### Task to complete
Take the data below and write it out exactly, except for the pictures.

### Provided entries
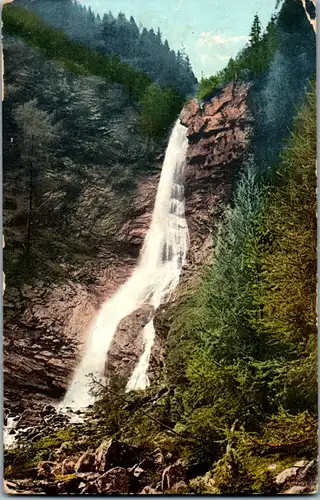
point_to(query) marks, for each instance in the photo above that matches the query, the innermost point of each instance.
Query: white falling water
(154, 279)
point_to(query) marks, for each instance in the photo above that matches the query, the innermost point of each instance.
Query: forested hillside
(232, 407)
(140, 48)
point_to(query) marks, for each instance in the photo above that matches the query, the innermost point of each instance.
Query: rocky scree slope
(111, 466)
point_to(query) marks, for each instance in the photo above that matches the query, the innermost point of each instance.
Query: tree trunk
(30, 204)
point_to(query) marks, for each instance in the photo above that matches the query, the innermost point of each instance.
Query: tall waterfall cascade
(153, 281)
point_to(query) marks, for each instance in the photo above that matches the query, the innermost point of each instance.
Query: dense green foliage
(139, 47)
(249, 332)
(83, 60)
(254, 59)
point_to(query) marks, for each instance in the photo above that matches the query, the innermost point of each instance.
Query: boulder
(115, 481)
(148, 490)
(85, 463)
(67, 467)
(172, 475)
(113, 453)
(287, 475)
(189, 112)
(45, 470)
(179, 487)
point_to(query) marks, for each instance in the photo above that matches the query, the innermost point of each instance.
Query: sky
(211, 31)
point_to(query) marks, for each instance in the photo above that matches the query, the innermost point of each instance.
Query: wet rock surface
(128, 343)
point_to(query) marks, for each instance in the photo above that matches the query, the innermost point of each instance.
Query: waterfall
(154, 279)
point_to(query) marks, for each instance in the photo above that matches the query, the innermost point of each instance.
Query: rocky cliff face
(46, 328)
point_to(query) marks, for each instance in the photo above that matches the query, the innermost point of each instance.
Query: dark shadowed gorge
(90, 106)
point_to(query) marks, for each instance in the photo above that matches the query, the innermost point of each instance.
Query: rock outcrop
(218, 134)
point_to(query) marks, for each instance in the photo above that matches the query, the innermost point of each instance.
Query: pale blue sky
(212, 31)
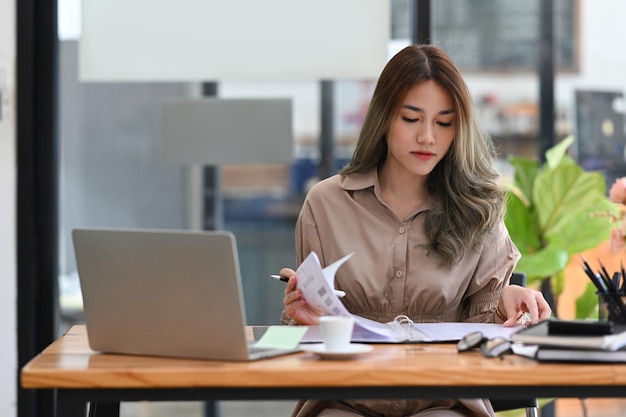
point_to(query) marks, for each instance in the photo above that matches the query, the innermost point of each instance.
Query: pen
(338, 293)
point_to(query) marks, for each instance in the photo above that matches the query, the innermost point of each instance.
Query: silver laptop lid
(162, 292)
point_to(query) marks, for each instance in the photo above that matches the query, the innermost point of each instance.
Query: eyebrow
(420, 110)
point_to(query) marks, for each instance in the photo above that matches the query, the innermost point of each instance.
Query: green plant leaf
(583, 230)
(560, 194)
(522, 225)
(524, 178)
(543, 263)
(555, 154)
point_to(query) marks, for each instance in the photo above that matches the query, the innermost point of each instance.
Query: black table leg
(69, 404)
(104, 409)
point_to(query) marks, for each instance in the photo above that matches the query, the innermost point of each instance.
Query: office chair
(530, 404)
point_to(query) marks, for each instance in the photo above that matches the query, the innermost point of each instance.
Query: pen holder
(611, 306)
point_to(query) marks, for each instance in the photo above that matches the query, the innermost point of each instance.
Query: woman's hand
(296, 306)
(515, 301)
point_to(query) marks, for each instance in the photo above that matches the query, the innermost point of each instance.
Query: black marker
(338, 293)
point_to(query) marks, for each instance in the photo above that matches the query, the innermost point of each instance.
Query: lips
(423, 155)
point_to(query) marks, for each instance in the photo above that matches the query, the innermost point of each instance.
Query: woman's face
(422, 131)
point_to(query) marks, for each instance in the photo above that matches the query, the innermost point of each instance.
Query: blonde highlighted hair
(467, 200)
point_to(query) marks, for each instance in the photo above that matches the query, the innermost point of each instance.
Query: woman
(420, 208)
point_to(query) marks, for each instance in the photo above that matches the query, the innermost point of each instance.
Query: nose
(425, 135)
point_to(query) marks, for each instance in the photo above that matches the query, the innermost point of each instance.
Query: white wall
(8, 343)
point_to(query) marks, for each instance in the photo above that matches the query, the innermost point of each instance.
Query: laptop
(174, 293)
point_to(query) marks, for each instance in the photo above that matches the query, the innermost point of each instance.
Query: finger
(291, 284)
(287, 272)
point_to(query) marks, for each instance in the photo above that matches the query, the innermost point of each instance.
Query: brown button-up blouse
(389, 274)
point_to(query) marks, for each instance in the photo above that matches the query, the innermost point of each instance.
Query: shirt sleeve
(497, 261)
(307, 240)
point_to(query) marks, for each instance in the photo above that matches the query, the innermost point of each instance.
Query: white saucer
(353, 350)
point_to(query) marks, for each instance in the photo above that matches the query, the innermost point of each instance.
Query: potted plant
(552, 215)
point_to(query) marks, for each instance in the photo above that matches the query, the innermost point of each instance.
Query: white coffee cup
(336, 332)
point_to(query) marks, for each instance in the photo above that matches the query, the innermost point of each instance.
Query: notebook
(174, 293)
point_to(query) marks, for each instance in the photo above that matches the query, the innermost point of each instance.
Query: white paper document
(317, 286)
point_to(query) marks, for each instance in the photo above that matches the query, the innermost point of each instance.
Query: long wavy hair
(467, 202)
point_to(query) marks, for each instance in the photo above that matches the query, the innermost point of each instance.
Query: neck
(401, 191)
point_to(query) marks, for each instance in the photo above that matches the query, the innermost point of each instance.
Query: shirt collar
(360, 180)
(369, 179)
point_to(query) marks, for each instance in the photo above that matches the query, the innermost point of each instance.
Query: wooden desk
(80, 375)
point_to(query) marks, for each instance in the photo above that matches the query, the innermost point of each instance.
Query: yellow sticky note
(282, 337)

### Exercise output
point_to(query) marks, for each instance in the photo above that matches the query, the innermost point of each instance.
Query: white falling water
(154, 279)
point_to(query) marks, for each instance in the photo above that matches the query, the innermost point of each instance.
Query: forested hillside
(232, 407)
(140, 48)
point_to(query) marks, for each instance in the photo above that matches the query, the innermost point of each instance.
Query: rocky scree slope
(111, 466)
point_to(query) marks, for each instance in the photo above that matches the query, the innermost point of each instance.
Query: tree trunk
(30, 204)
point_to(query) marks, for each instance in the photo above that matches the query, the innermost point of each instance.
Query: tall waterfall cascade
(153, 281)
point_to(query) marks, for each instance in the photo above that matches the query, the innermost point of each instance.
Query: dense green foliage
(139, 47)
(249, 332)
(83, 60)
(254, 59)
point_to(query) marks, for each instance in the photo above that matches the query, the innermost point of each instance.
Query: boulder
(115, 481)
(148, 490)
(85, 463)
(67, 467)
(172, 475)
(113, 453)
(287, 475)
(189, 112)
(45, 470)
(179, 487)
point_to(query) marks, for each instance in the photo above that matches the query, the innermost point of each instance.
Query: sky
(211, 31)
point_to(query) marks, for each instance in the photo above that matches the query, the innermost point of each instance.
Query: wet rock surface
(128, 343)
point_to(query) marks, for each instance in the photo above that matches the query, the innermost point of each instance.
Query: waterfall
(154, 279)
point_to(query) marks, for each instance in the photo above that matches the query, the innermost point of each instance.
Query: rocky cliff face
(46, 328)
point_to(query) marks, for each instance in the photo above that matches the query, the innermost point of each instance.
Query: dark shadowed gorge
(90, 106)
point_to(query) marks, for each instance in the photo above that matches the query, the innermost point of each instance.
Query: rock outcrop
(218, 134)
point_to(query) marks, for each instance in the photo above that matches the query, the innermost point of each instance.
Query: pale blue sky
(212, 31)
point_to(query) marks, for each instance in the photo above that matches the query, the innermost point of each instance.
Query: pen
(338, 293)
point_to(query) marks, for each instance in the photo above that matches the query, the innermost point of each instance.
Query: silver laptop lid
(162, 292)
point_to(query) marks, for each instance in the photo above that matches the query, the innermost point of each instance.
Query: eyebrow
(420, 110)
point_to(query) marks, for each instance in the photo above that matches the query, the innermost point of each instance.
Query: green plant leaf
(583, 230)
(560, 194)
(522, 225)
(524, 178)
(543, 263)
(555, 154)
point_to(query) marks, for each instance in the photo above that matches the query, the innermost point of each instance.
Query: black table leg
(69, 404)
(104, 409)
point_to(query) marks, for each instance in the photo above that matches the query, the innermost point of each instance.
Query: office chair
(530, 404)
point_to(query) marks, for each instance in the photo above that matches the query, the innermost point of each instance.
Query: pen holder
(611, 306)
point_to(query) marks, for each instance in the photo above that matches the query, the innermost point of each instance.
Query: woman's hand
(296, 306)
(515, 301)
point_to(query) marks, for each instance in the photo above that matches the query, the innermost point of each instance.
Query: black marker
(338, 293)
point_to(query) marks, for each instance in the photo above that matches the query, the innermost point of each instance.
Query: lips
(423, 155)
point_to(query) marks, for each instance in the photo above that matches the query, the innermost point of each instance.
Query: woman's face
(422, 131)
point_to(query) marks, for each instance in the photo above that matches the query, the innermost point of each instance.
Query: blonde highlighted hair
(467, 200)
point_to(query) marks, for each instance in the photo above that matches the query, the innermost point of each instance.
Query: woman
(420, 208)
point_to(query) marks, for each instance in the photo above that matches the query, the innermost point of each instance.
Query: nose
(425, 135)
point_to(query) marks, for each instance in the photo above that matches the query, the innermost point of each instance.
Query: white wall
(8, 343)
point_to(query) marks, for each instance in the photo above that matches the query, the innermost point of each instance.
Query: laptop
(174, 293)
point_to(query) marks, for each instance in the photo above that matches the query, the innermost point of each instance.
Query: finger
(291, 284)
(287, 272)
point_to(query) marks, for each instance in the photo above that matches the query, the innermost point of each instance.
Query: brown button-up blouse
(389, 274)
point_to(query) marks, for each instance in the photo above that matches the query, the innermost point of each instance.
Query: shirt sleeve
(497, 261)
(307, 240)
point_to(query) marks, for each instance in the photo above that matches the query, the innermost point of each instance.
Query: white saucer
(353, 350)
point_to(query) marks, for each instance in the photo above that matches the query, the innermost point of each instance.
Query: potted plant
(552, 215)
point_to(query) marks, for each instance in the photo above that matches the query, the innermost point of each instance.
Query: white coffee cup
(336, 332)
point_to(query) marks, for each instance in the photo above that matches the query, the innermost point of each instance.
Query: notebook
(174, 293)
point_to(query) marks, for each instance in the photo above that matches the query, the innermost point of each instance.
Query: white paper document
(317, 286)
point_to(query) marks, for each instance in the photo above that matches the query, the innermost point of each instance.
Query: long wavy hair
(467, 202)
point_to(query) marks, for each instance in the photo above that matches the query, the innermost point of each instance.
Query: neck
(401, 191)
point_to(query) marks, for each instance in the photo above that matches the query, the innermost point of each instance.
Query: shirt collar
(360, 180)
(369, 179)
point_to(query) marks, for each instance in the photo above that matches the query, the innermost point of each instance.
Query: wooden desk
(80, 375)
point_to(query) marks, for each instance in the photo above that matches the query, the innermost point of each instance.
Query: yellow sticky note
(282, 337)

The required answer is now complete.